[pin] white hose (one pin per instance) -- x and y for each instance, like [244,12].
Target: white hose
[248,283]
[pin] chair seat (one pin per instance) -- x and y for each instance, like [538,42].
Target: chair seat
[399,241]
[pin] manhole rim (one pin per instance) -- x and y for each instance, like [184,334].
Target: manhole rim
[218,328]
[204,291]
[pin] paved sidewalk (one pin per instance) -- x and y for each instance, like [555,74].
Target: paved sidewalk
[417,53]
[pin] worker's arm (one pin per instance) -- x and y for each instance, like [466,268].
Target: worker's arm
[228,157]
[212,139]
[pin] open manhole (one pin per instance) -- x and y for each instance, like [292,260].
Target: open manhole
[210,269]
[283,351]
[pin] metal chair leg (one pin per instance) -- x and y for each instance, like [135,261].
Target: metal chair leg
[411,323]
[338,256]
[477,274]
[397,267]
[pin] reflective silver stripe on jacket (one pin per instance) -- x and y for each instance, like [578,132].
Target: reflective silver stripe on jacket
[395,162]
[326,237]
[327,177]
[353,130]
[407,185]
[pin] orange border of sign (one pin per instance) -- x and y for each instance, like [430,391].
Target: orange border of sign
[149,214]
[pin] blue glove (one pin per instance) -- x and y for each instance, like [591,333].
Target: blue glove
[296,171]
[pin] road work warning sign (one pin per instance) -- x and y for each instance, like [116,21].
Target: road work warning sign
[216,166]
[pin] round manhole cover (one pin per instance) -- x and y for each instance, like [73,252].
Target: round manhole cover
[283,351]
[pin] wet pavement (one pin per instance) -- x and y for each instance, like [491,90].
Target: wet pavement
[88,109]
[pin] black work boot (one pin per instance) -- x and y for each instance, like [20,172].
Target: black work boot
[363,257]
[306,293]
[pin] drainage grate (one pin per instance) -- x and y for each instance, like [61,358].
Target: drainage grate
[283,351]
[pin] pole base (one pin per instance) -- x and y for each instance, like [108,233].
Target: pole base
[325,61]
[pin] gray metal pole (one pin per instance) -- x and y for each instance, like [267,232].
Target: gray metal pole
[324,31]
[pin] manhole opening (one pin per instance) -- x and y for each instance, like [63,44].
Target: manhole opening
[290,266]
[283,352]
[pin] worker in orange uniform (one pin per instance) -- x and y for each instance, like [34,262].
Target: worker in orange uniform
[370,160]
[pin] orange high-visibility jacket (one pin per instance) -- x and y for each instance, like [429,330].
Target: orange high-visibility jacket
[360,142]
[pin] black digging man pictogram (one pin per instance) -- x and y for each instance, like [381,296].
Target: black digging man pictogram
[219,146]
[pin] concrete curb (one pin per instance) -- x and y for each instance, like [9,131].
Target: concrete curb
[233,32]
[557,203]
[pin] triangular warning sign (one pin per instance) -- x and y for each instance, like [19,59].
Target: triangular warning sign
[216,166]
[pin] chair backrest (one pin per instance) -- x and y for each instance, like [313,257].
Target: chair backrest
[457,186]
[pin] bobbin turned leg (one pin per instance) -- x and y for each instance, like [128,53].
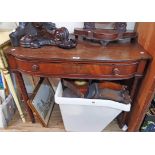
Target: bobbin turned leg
[24,95]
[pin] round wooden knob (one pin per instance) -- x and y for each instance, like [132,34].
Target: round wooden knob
[116,71]
[35,68]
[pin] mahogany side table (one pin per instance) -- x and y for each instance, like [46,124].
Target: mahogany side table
[86,61]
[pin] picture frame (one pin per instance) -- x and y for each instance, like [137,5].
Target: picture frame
[42,101]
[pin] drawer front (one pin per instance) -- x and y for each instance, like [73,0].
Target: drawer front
[86,69]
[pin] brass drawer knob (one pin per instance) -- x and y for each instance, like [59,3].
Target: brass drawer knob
[116,71]
[35,68]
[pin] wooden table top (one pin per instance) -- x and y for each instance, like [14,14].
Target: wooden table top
[84,51]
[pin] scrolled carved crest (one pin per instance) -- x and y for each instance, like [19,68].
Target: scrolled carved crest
[38,34]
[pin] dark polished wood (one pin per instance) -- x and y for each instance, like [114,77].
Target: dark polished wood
[24,95]
[98,31]
[86,61]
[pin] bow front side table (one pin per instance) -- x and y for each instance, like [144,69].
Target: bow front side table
[86,61]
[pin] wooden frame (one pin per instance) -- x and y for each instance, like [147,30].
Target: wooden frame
[41,102]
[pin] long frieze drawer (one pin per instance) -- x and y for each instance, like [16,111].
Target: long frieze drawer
[97,69]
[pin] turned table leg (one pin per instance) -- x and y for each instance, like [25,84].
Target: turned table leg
[24,95]
[123,118]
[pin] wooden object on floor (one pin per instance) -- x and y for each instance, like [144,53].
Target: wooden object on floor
[146,33]
[4,42]
[55,124]
[86,61]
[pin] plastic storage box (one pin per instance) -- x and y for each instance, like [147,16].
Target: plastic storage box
[80,114]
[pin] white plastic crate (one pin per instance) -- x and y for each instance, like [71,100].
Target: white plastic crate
[80,114]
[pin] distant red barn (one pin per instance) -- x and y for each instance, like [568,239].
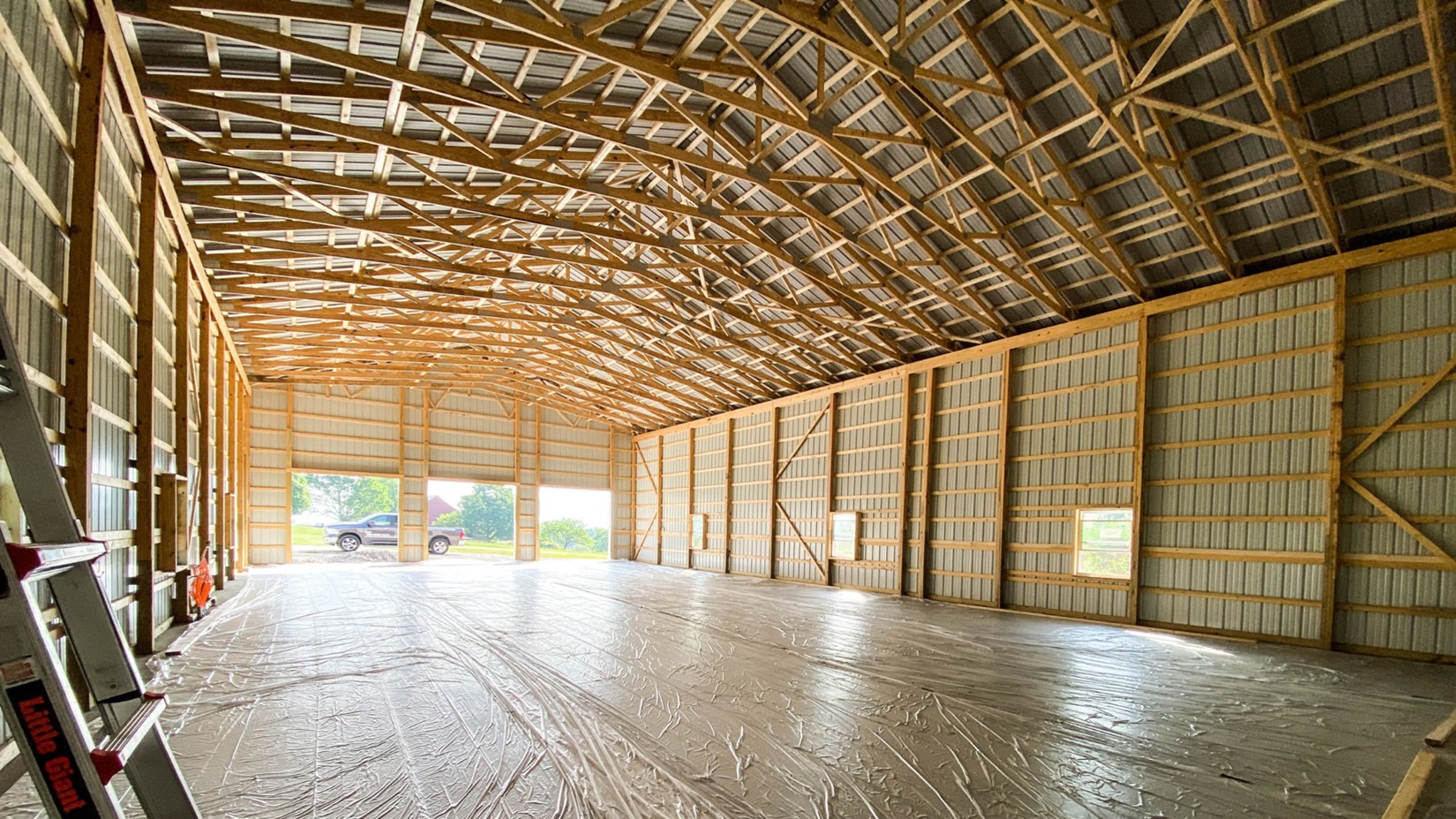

========================================

AIM OF THE EXERCISE: Starting at the line that holds "[pin] picture frame", print each line through the last one of the entries above, exactly and with both ends included; no pictures.

EXERCISE OUTPUT:
[pin] picture frame (one pin per instance) -- x and y for each instance, like [137,5].
Target: picture frame
[42,101]
[pin] drawer front (one pin per instance) -- x and y for each instance, like [73,0].
Target: drawer front
[86,69]
[pin] brass drawer knob (one pin per instance) -- x and y for each instance, like [59,3].
Target: brass drawer knob
[116,71]
[35,68]
[pin] wooden table top (one pin per instance) -- x and y for each instance, like [14,14].
Target: wooden table top
[84,51]
[pin] scrolled carved crest (one pin per instance) -- x and y for each instance, like [19,68].
Target: scrolled carved crest
[38,34]
[pin] dark polished wood (one pin per instance) -- x and y for each instance, like [114,77].
Target: dark polished wood
[24,95]
[98,31]
[86,61]
[pin] bow front side table (one pin per instance) -- x and y for each instance, like [144,69].
Target: bow front side table
[86,61]
[pin] wooden frame (one pin per instance) -- x and y for each instance, like [147,30].
Target: wooden frame
[41,102]
[pin] long frieze drawer (one pin per instance) -- x and y for each instance, like [16,111].
Target: long frieze drawer
[97,69]
[pin] turned table leg (one pin per instance) -- x and y for each instance, like [25,84].
Target: turned table leg
[24,95]
[123,118]
[pin] wooden object on floor (one pin per instance) -- x and y for each instance, like [144,53].
Target: wooden object on floor
[146,33]
[4,42]
[55,124]
[86,61]
[pin] plastic storage box (one pin per instance) -- x and y for each instance, like [147,16].
Target: plastic storage box
[80,114]
[pin] white plastic crate (one pin per instance) -- x and y for each instance, like [71,100].
Target: white plastic crate
[80,114]
[pin] distant red barn (one pin per instance) -- x and y for each instance, like [568,239].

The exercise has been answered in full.